Requirements >>
A – In the commitments and contingencies note, alter the passage from "As of March" up to and including "our cash balances." by replacing "cash balances" with "investment balances".
B – Answer these questions using the commitments and contingencies note.
(i) How much payment, in yen, is being withheld pending the patent controversy with Citizen?
(ii) The releases and indemnifications for ASI's chairman, directors and officers cover duties performed between which two dates?
(iii) What amount of standby letters of credit was outstanding as of March 31, 2004?

Source passage >>
§

14. COMMITMENTS AND CONTINGENCIES

In April 2002, we acquired the semiconductor packaging business of Citizen
Watch Co., Ltd ("Citizen"). In connection with this acquisition, we were
required to make certain additional payments one year from the closing. Pending
the resolution of a controversy relating to patents acquired from Citizen, we
are withholding payment of 1.4 billion yen ($13.3 million based on the spot
exchange rate at March 31, 2004).

INDEMNIFICATIONS AND GUARANTEES

We have indemnified members of our board of directors and our corporate
officers against any threatened, pending or completed action or proceeding,
whether civil, criminal, administrative or investigative by reason of the fact
that the Indemnitee is or was a director or officer of the company. The
indemnities are indemnified, to the fullest extent permitted by law, against
related expenses, judgments, fines and any amounts paid in settlement. We also
maintain Directors and Officers insurance coverage in order to mitigate our
exposure to these indemnification obligations. The maximum amount of future
payments is generally unlimited. Due to the nature of this indemnification, it
is not possible to make a reasonable estimate of the maximum potential loss or
range of loss. No assets are held as collateral and no specific recourse
provisions exist related to this indemnification.

Associated with our sale of ASI common stock to Dongbu Group ("Dongbu")
during 2002, we and Dongbu agreed to use our best efforts to provide releases
and indemnifications to the chairman, directors and officers of ASI, either past
or incumbent, from any and all liabilities arising out of the performance of
their duties at ASI between January 1, 1995 and December 31, 2001. The last
provision would provide a release and indemnification for James Kim, our CEO and
Chairman, and members of his family. We are not aware of any claims or other
liabilities which these individuals would be released from or for which they
would receive indemnification. The maximum amount of future payments is
generally unlimited. Due to the nature of this indemnification, it is not
possible to make a reasonable estimate of the maximum potential loss or range of
loss. No assets are held as collateral and no specific recourse provisions exist
related to this indemnification.

As of March 31, 2004, we have outstanding $1.6 million of standby letters
of credit. Such standby letters of credit are used in our ordinary course of
business and are collateralized by our cash balances.

§

Available data >>
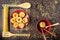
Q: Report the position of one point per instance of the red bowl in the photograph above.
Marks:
(47, 22)
(26, 13)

§

Expected outputs >>
A –
As of March 31, 2004, we have outstanding $1.6 million of standby letters
of credit. Such standby letters of credit are used in our ordinary course of
business and are collateralized by our investment balances.

B –
(i) 1.4 billion yen
(ii) January 1, 1995 and December 31, 2001
(iii) $1.6 million